**Text provided:**

........

The original target of the project, thus the name of the "EPBAS". IS-BASIC programs are dumped however currently there is no perfect match with "real" printing (on the EP) as spaces used are different. It's on my to-do list.

"Multiple" BASIC programs type is not supported as I don't know what the hell they are, and also I haven't got any example to work with :(

IS-FORTH

IS-FORTH mode is currently experimental. Also, this was not tested too much yet.

If you examine an IS-FORTH program with syntax highlithing more closely, you will notice that almost everything is "red". That colour is used to show words which are part of the VLIST. It's not a mistake that eg number of 3 is red, but eg 99 is blue (numeric constant). It's because 3 is defined as FORTH word ... The standard words defined were extracted from IS-FORTH directly. Defined (or redefined) words will be also red, they are tracked. Do not be surprised as in forth almost everything is just a defined word.

Also, encoding strings seems to be "odd" at first, ie string needs a space at the beginning which is not part of the string. This is also not a mistake, it's because quotion mark is a FORTH word, and you need a separator so FORTH can recognize.

ABSOLUTE SYSTEM EXTENSIONS

Absolute system extensions type (type code 6) is handled, however the current support is very same as with "new application program" (type 5) only the load/start addresss is different (0xC00A instead of 0x0100). The very same rules apply, ie hex dump without -dasm, and disassembly mode when used with that switch.

........

**Data listing:**
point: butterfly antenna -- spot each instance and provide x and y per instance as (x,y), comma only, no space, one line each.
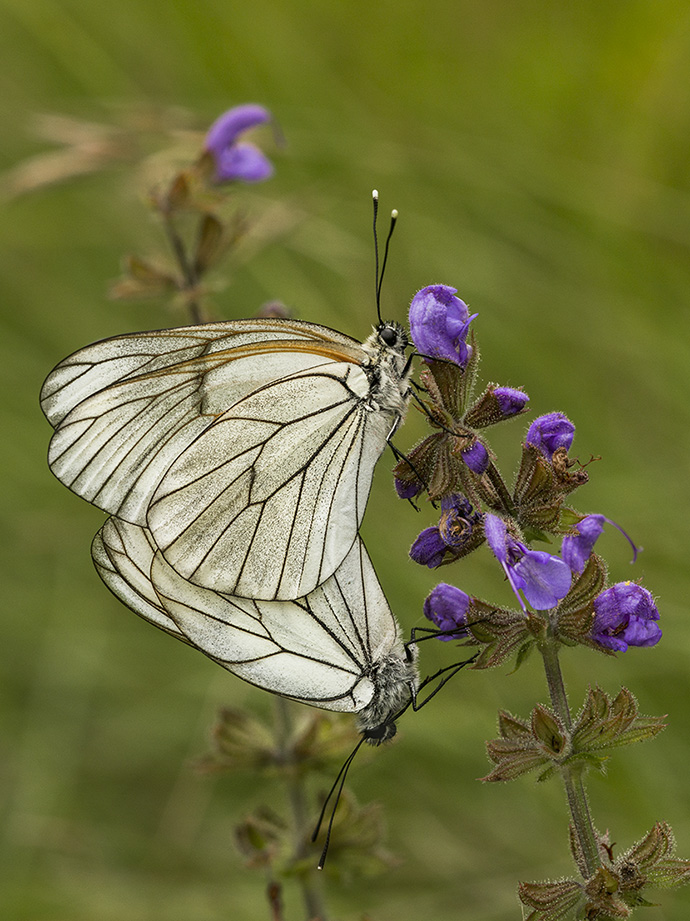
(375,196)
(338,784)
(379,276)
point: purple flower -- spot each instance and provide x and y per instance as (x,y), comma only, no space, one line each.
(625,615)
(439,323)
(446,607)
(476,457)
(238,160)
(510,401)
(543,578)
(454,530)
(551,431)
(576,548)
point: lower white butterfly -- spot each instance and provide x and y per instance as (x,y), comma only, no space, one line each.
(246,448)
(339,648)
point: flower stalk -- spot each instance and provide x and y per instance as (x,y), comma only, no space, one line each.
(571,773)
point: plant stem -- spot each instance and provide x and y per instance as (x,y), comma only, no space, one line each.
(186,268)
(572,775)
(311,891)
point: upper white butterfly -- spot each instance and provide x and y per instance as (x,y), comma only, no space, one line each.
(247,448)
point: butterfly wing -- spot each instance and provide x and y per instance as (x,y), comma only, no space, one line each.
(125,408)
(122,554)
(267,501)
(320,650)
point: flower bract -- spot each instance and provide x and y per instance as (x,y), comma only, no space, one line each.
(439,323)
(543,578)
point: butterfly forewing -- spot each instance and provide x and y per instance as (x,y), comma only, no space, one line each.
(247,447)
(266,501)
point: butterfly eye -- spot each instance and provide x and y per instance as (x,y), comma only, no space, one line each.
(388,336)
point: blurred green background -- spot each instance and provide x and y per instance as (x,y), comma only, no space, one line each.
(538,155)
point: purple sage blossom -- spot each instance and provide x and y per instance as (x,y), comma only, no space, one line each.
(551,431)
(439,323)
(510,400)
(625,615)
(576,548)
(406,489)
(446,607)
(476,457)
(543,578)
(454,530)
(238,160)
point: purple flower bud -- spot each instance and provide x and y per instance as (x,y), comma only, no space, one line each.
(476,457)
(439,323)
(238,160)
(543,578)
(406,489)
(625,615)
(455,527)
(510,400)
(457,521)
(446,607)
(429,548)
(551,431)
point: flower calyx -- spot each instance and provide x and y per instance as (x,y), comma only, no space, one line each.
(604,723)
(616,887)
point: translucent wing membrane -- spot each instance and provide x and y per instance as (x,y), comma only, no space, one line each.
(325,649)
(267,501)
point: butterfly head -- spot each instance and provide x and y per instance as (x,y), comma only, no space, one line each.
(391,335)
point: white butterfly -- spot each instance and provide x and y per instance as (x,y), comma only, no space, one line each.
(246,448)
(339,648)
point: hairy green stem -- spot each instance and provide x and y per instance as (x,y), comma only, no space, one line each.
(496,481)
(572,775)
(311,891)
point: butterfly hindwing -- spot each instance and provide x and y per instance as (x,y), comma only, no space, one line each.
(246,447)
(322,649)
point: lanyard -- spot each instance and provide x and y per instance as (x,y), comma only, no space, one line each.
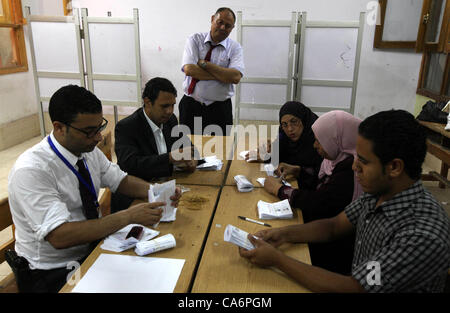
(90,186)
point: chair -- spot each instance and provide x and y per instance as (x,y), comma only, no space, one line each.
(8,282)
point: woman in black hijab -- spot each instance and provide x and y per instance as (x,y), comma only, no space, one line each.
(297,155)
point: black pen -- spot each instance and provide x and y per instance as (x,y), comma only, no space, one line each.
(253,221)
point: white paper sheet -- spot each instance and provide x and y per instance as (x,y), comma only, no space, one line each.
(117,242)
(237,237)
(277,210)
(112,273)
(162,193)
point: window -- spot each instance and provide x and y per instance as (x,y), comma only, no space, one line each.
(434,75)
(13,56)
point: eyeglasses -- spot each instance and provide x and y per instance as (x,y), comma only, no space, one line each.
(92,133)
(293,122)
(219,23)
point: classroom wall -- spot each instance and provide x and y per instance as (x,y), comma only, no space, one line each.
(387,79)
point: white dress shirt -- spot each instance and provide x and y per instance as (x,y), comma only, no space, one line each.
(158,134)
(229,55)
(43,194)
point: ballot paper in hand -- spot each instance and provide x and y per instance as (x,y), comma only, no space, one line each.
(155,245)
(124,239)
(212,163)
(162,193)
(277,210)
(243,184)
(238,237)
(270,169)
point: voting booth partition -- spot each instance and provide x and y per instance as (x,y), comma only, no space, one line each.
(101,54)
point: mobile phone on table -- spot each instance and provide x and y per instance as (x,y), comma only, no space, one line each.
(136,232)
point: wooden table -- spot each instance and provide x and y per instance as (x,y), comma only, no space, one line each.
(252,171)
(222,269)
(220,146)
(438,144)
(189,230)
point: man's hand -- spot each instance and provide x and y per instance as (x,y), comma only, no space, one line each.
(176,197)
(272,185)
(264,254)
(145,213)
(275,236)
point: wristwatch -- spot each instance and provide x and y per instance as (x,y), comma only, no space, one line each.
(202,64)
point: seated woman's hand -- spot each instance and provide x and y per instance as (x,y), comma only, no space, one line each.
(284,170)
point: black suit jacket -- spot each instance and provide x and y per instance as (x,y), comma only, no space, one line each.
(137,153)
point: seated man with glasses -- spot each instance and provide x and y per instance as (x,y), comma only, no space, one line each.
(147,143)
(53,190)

........

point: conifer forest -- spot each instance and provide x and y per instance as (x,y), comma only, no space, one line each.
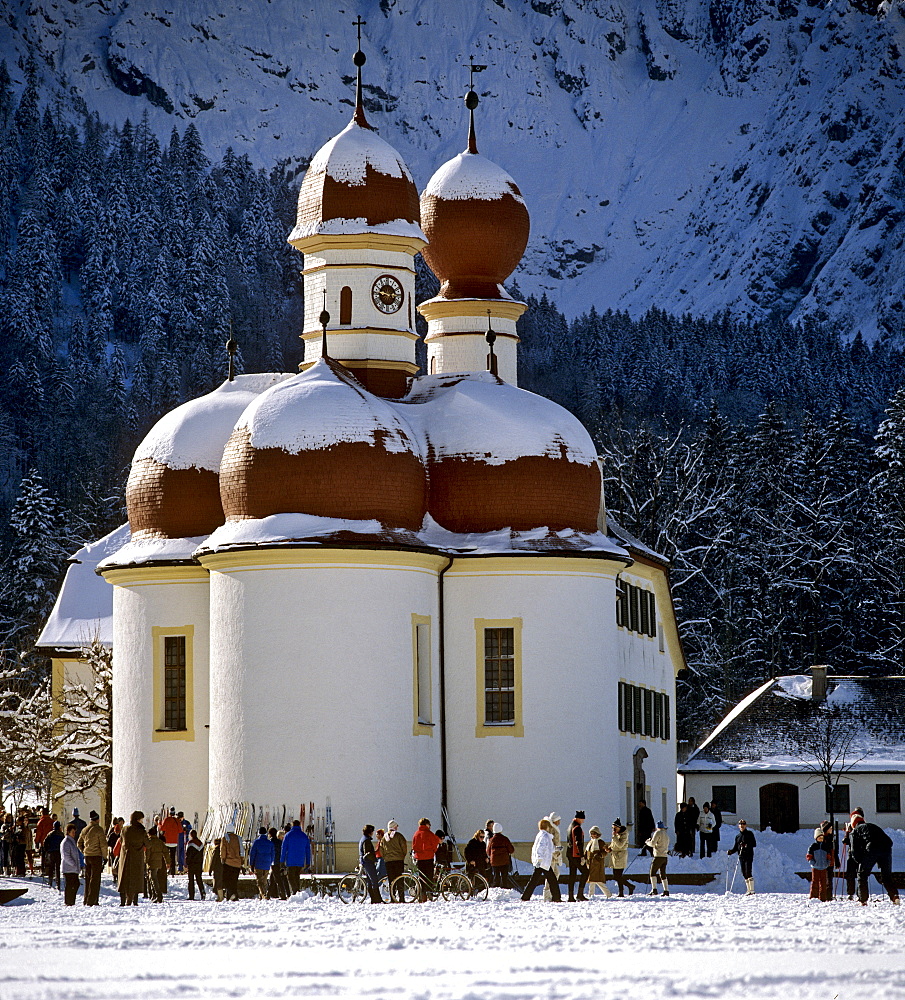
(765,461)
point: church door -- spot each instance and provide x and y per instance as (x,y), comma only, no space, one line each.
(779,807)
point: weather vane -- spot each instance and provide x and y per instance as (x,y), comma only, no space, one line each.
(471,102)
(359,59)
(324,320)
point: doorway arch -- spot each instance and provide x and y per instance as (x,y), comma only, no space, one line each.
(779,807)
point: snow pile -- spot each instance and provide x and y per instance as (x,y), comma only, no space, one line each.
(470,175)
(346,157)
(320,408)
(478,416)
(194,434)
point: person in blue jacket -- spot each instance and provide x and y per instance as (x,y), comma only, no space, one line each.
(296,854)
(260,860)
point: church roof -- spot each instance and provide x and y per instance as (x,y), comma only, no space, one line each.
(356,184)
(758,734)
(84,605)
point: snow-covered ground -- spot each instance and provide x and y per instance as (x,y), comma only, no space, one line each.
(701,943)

........

**Required tasks:**
A – In the EPBAS documentation, rework the passage that begins at "If you examine" and stops after "a defined word.", putting "dictionary" in place of "VLIST".
B – Render this sentence from the EPBAS documentation in Spanish: "The standard words defined were extracted from IS-FORTH directly."
C – Pick up the EPBAS documentation after its final sentence and write what comes next.

**Task results:**
A –
If you examine an IS-FORTH program with syntax highlithing more closely, you will notice that almost everything is "red". That colour is used to show words which are part of the dictionary. It's not a mistake that eg number of 3 is red, but eg 99 is blue (numeric constant). It's because 3 is defined as FORTH word ... The standard words defined were extracted from IS-FORTH directly. Defined (or redefined) words will be also red, they are tracked. Do not be surprised as in forth almost everything is just a defined word.

B – Las palabras estándar definidas se extrajeron directamente de IS-FORTH.

C –
DISASSEMBLER

The disassembler tries to be intelingent, it's an iterating, two pass disassembler written by me. In the first pass, code flow is tried to follow, with doing iteration at every point where program flow can result in multiple choices for the next PC value, ie conditional jumps or RETs. The result in the first pass is stored only as "code hints" which created a map in the in-core memory image about memory locations containing opcodes. All other memory locations are treated as data then. In the second pass the actual output is generated by walking though the code hint points array. In case of hit, the actual opcode will be disassembled. Other locations are presented with data declarations. Another feature is the data hint array. On each opcode which would read/write memory locations, data hint is filled for that address. On data mode dump, more data is tried to dump in one line if there is no more data hint hit inside it. If data is detected to be STD ASCII, ASCII mode dump is done.

The current hack is the ability to try to disassemble sections which cannot be reached by constant jumps/calls. This is called "fallback mode". It's not an ideal solution, as these sections can be data rather than code. To try to minimalize these cases, a linear part of the code is assigned as data as soon as a data label found referenced to that area. Of course it's also not perfect.

If HTML mode (-html) is requested, anchors/links are used as with BASIC, so eg JPs can be followed by clicking on the addresses as well.

Please note that there is a major problem with ASCII mode data dump: The purpose of the whole converter project is having a clean, UTF-8 representation of EP encoding. However the purpose of the disassembler is to create source which can be assembled by JSASM, which would not tolerate UTF-8 sequences too well (as it does not know what kind of EP chars should be generated then). For this, the converter analyzes the text conversion tables by inspecting the used EP charset (-cset=...): only bytes are treated as "character data" where UNICODE position is the same as the EP-ASCII code for the given character. Also, the disassembler emits "ASCII" data parts if at least 5 characters of continous data is found, where every byte is in the interval of valid ASCII codes having the very same ASCII code and unicode position.

Since disassembler is picky to treat something as code, if it can reach via following the code, it can fail to disassemble non-reachable parts, or code paths can be reached only by register-jump, jumping table etc, which can't be discovered by simple static code analyzation. To help the disassembler you can give manual "code hinting points" (BUT only if you use the -bin switch!). To learn about this topic more, please check out the reference of the switches and the BINARY INPUT MODE section.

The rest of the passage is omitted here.